Records from a data collection:

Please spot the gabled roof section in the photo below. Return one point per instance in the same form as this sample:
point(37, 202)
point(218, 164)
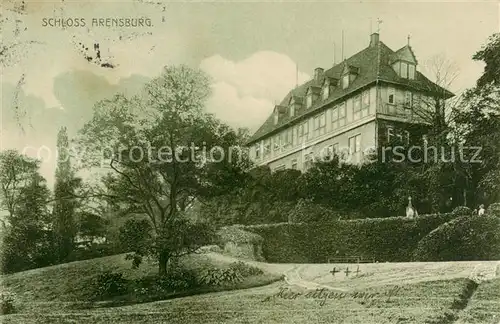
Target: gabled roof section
point(330, 81)
point(370, 64)
point(350, 69)
point(404, 54)
point(279, 109)
point(314, 89)
point(295, 99)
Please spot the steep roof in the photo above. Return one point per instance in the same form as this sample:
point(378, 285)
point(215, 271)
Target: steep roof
point(369, 66)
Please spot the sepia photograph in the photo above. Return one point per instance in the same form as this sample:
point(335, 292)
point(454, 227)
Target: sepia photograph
point(250, 162)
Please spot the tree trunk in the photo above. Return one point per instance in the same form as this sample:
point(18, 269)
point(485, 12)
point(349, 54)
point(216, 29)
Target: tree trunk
point(163, 263)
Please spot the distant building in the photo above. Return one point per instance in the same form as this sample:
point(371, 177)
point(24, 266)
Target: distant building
point(357, 105)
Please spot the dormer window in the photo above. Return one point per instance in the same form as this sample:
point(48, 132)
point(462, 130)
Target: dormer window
point(345, 81)
point(405, 70)
point(326, 91)
point(411, 72)
point(309, 100)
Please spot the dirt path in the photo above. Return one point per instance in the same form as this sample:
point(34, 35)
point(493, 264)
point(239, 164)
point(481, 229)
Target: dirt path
point(313, 276)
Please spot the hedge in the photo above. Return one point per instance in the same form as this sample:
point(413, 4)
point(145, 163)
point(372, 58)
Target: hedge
point(465, 238)
point(381, 239)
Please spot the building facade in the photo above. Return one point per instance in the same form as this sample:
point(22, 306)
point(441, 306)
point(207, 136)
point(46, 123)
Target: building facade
point(351, 109)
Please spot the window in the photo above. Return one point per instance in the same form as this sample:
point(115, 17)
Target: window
point(279, 168)
point(257, 150)
point(404, 70)
point(308, 160)
point(288, 138)
point(335, 117)
point(326, 91)
point(332, 149)
point(345, 81)
point(342, 112)
point(303, 130)
point(411, 71)
point(267, 147)
point(276, 143)
point(357, 108)
point(309, 100)
point(282, 140)
point(306, 128)
point(390, 134)
point(406, 137)
point(355, 144)
point(408, 99)
point(391, 95)
point(319, 124)
point(366, 98)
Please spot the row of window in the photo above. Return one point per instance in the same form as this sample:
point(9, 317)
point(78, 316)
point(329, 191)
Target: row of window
point(405, 70)
point(408, 99)
point(354, 146)
point(299, 134)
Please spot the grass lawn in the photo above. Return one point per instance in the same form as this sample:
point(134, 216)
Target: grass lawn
point(432, 293)
point(414, 303)
point(69, 286)
point(484, 306)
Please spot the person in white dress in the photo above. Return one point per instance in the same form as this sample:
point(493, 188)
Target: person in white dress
point(481, 210)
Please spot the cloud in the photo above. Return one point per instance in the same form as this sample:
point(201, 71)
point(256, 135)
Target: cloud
point(245, 92)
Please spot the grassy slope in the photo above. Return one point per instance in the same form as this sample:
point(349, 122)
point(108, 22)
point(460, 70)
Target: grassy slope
point(68, 285)
point(418, 303)
point(430, 301)
point(484, 306)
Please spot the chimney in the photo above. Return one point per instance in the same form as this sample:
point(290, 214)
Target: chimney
point(318, 73)
point(373, 39)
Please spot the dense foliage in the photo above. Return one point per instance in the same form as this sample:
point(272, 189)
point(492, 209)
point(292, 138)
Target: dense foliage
point(462, 239)
point(382, 239)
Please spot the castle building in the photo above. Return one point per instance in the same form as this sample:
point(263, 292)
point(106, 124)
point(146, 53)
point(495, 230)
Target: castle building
point(352, 109)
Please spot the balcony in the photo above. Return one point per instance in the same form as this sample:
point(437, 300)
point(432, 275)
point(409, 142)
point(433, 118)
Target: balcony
point(401, 111)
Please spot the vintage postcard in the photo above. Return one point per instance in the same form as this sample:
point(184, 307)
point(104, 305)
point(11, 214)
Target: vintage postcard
point(250, 162)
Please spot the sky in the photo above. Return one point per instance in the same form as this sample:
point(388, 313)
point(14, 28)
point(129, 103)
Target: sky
point(250, 50)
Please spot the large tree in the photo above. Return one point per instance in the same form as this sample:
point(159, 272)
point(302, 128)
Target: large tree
point(158, 150)
point(64, 203)
point(26, 239)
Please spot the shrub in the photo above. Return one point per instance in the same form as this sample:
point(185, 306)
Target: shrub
point(382, 239)
point(462, 211)
point(237, 235)
point(177, 279)
point(110, 284)
point(245, 270)
point(464, 238)
point(494, 209)
point(219, 277)
point(7, 302)
point(135, 234)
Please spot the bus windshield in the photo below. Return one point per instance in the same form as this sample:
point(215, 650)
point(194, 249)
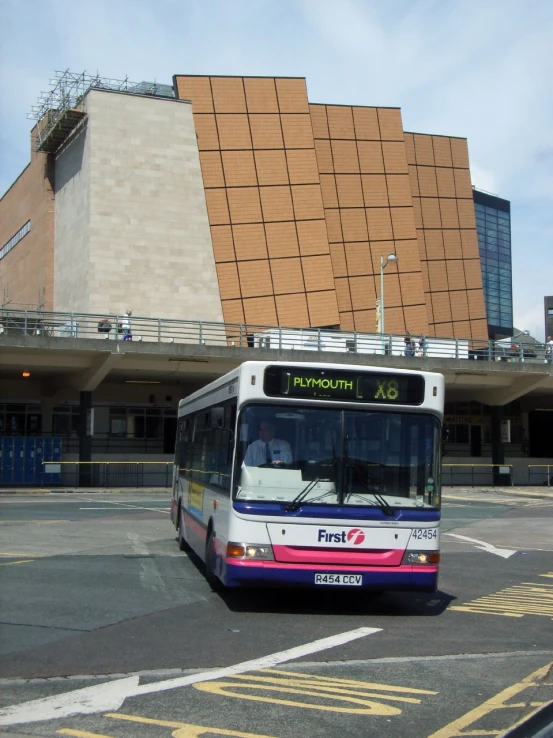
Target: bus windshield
point(311, 455)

◆ **Work instruction**
Both end lines included, restate word for word the lines above from the line with "point(454, 227)" to the line with "point(24, 266)", and nothing else.

◆ **Solution to the exercise**
point(454, 227)
Target: sepia photograph
point(250, 162)
Please spot the tree trunk in the photo above. Return one point per instance in the same form as this sample:
point(18, 269)
point(485, 12)
point(349, 54)
point(216, 29)
Target: tree trunk
point(163, 263)
Please spot the distant building in the photo above. Return one point per instance in the same form as this sample:
point(371, 177)
point(24, 266)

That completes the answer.